(Collected data entries)
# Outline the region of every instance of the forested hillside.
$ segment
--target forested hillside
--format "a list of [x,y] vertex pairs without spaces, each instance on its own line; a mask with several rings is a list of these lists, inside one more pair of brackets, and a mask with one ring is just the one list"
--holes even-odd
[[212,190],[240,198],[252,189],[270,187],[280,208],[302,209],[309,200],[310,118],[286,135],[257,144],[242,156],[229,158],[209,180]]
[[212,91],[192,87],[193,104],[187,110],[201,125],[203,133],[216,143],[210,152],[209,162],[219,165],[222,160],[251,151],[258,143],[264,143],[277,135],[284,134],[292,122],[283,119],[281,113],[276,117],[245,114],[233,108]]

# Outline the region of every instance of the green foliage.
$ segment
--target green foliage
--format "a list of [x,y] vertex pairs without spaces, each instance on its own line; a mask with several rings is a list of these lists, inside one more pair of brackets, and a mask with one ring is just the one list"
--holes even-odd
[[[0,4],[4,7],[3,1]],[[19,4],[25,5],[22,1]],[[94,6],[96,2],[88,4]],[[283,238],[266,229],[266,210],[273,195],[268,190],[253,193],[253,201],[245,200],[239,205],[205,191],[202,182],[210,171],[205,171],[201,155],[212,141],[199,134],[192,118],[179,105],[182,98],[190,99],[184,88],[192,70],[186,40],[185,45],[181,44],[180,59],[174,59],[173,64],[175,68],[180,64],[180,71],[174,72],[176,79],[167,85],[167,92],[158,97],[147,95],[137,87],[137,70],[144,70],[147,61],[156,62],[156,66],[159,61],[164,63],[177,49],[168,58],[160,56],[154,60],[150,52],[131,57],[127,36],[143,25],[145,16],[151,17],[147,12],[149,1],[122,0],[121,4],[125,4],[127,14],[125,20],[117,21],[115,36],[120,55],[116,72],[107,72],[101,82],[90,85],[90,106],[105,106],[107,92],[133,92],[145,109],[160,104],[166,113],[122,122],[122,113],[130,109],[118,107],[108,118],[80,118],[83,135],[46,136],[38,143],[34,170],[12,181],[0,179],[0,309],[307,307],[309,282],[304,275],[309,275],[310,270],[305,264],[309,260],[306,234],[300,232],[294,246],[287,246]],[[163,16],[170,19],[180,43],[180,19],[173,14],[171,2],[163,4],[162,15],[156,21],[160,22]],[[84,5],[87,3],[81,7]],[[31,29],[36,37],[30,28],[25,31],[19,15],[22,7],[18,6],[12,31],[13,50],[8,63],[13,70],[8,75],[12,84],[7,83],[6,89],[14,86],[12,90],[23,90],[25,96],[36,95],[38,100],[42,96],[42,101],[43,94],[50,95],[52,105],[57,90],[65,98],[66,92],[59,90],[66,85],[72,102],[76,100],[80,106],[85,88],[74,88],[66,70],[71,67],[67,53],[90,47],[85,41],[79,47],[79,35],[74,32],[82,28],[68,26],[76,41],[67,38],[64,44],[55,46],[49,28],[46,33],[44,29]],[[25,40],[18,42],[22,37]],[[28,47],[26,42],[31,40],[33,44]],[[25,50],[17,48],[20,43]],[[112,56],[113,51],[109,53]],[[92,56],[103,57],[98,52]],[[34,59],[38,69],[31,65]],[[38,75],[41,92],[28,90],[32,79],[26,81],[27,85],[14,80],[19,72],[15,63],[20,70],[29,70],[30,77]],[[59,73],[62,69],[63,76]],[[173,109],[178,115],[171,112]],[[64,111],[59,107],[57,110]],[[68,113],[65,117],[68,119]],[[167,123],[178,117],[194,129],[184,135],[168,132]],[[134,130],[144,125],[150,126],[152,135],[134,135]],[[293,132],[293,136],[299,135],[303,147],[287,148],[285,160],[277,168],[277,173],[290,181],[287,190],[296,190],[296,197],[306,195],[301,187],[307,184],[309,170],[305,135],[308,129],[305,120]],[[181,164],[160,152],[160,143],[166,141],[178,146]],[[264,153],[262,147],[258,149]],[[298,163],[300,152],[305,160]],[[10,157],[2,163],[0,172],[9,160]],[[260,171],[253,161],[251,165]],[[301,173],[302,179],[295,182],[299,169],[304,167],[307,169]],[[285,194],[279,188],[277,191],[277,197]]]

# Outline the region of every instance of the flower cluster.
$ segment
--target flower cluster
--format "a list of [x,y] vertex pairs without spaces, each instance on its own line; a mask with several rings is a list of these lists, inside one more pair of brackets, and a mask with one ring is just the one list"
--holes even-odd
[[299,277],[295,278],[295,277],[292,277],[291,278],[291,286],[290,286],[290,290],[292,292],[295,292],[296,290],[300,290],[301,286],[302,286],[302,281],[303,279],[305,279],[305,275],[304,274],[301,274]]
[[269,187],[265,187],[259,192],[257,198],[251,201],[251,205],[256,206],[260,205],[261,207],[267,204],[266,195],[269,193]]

Work order:
What is wanted is the full set of entries above, reproduced exactly.

Answer to the exercise:
# Outline the region of every instance of the forested hillside.
$ segment
--target forested hillside
--format "a list of [x,y] vertex pairs without spaces, each instance on its own line; a mask with several rings is a list of these lists, inside one more pair of brackets, and a mask with one ring is just the one list"
--holes even-odd
[[212,190],[240,198],[252,189],[270,187],[280,208],[302,209],[309,200],[310,118],[286,135],[257,144],[242,156],[229,158],[209,180]]
[[212,91],[192,87],[193,104],[187,110],[201,125],[203,133],[216,143],[210,152],[209,162],[219,165],[222,160],[251,151],[258,143],[264,143],[277,135],[284,134],[292,122],[283,119],[281,113],[276,117],[245,114],[233,108]]

# Outline the region of every instance of the green foliage.
$ segment
--target green foliage
--format "a list of [x,y] vertex pairs without spaces, each instance on its own line; a mask with several rings is a list of these lists, inside one more pair of brackets, and a mask with one ring is just the one list"
--holes even-odd
[[[0,4],[4,7],[3,1]],[[19,4],[25,5],[22,1]],[[94,6],[96,2],[88,4]],[[283,238],[266,229],[266,210],[273,195],[268,190],[253,193],[253,201],[245,200],[239,205],[205,191],[202,182],[210,171],[205,171],[201,155],[212,141],[199,134],[192,118],[179,105],[182,98],[190,99],[184,88],[192,70],[186,40],[185,45],[181,44],[180,59],[174,59],[173,64],[175,68],[180,64],[180,71],[174,72],[176,79],[167,85],[167,92],[158,97],[147,95],[137,87],[137,70],[144,70],[147,61],[156,62],[156,66],[159,61],[164,63],[177,49],[168,58],[160,56],[154,60],[150,52],[131,57],[127,36],[143,25],[145,16],[151,17],[147,12],[149,1],[122,0],[121,4],[125,4],[127,14],[125,20],[117,21],[115,36],[120,55],[116,72],[107,72],[101,82],[90,85],[90,106],[105,106],[107,92],[133,92],[145,109],[160,104],[166,113],[122,122],[122,113],[130,109],[118,107],[108,118],[80,118],[83,135],[46,136],[38,143],[34,170],[12,181],[0,179],[0,309],[307,307],[309,282],[304,275],[309,275],[310,270],[305,264],[309,260],[306,234],[300,232],[294,246],[287,246]],[[163,16],[170,19],[180,43],[180,19],[173,14],[171,2],[163,4],[162,15],[156,21],[160,22]],[[84,5],[87,3],[81,7]],[[31,29],[36,37],[30,28],[25,31],[19,15],[22,7],[18,6],[12,31],[13,50],[8,63],[13,70],[8,75],[12,84],[7,83],[6,89],[14,86],[12,90],[23,90],[25,96],[36,95],[38,100],[42,96],[42,101],[43,94],[50,95],[52,105],[57,90],[65,98],[66,92],[59,90],[66,85],[72,102],[76,100],[80,106],[85,88],[74,88],[66,70],[71,67],[67,53],[90,47],[85,41],[79,47],[79,35],[74,32],[82,28],[68,26],[76,41],[67,38],[64,44],[55,46],[49,28],[46,33],[44,29]],[[25,40],[18,42],[22,37]],[[28,47],[26,42],[31,40],[33,44]],[[25,50],[17,48],[20,43]],[[112,56],[113,51],[109,53]],[[92,56],[103,57],[98,52]],[[34,59],[38,69],[31,65]],[[38,75],[41,92],[28,90],[32,79],[26,81],[27,85],[14,80],[19,72],[15,63],[20,70],[29,70],[30,77]],[[59,73],[62,69],[63,76]],[[173,109],[178,115],[171,112]],[[64,111],[59,107],[57,110]],[[68,113],[65,117],[68,119]],[[167,123],[178,117],[194,129],[184,135],[168,132]],[[134,130],[144,125],[150,126],[152,135],[134,135]],[[293,132],[293,136],[299,135],[303,147],[287,148],[285,160],[277,168],[277,173],[290,181],[287,190],[296,190],[296,197],[306,195],[301,187],[307,184],[309,170],[305,135],[308,129],[305,120]],[[181,164],[160,152],[160,143],[166,141],[178,146]],[[264,153],[262,147],[258,149]],[[298,163],[300,152],[305,160]],[[10,157],[2,163],[0,172],[9,160]],[[260,171],[253,161],[251,165]],[[301,173],[302,179],[295,182],[299,169],[304,167],[307,169]],[[285,194],[279,188],[277,191],[277,197]]]

# Outline the region of every instance of the flower cluster.
$ segment
--target flower cluster
--format "a list of [x,y] vertex pairs without spaces, each instance on its own line; a mask with several rings is a list of these lists, inside one more pair of brackets, and a mask with one ring is just the one list"
--holes even-odd
[[299,277],[295,278],[295,277],[292,277],[291,278],[291,286],[290,286],[290,290],[292,292],[295,292],[296,290],[300,290],[301,286],[302,286],[302,281],[303,279],[305,279],[305,275],[304,274],[301,274]]
[[269,187],[265,187],[259,192],[257,198],[251,201],[251,205],[256,206],[260,205],[261,207],[267,204],[266,195],[269,193]]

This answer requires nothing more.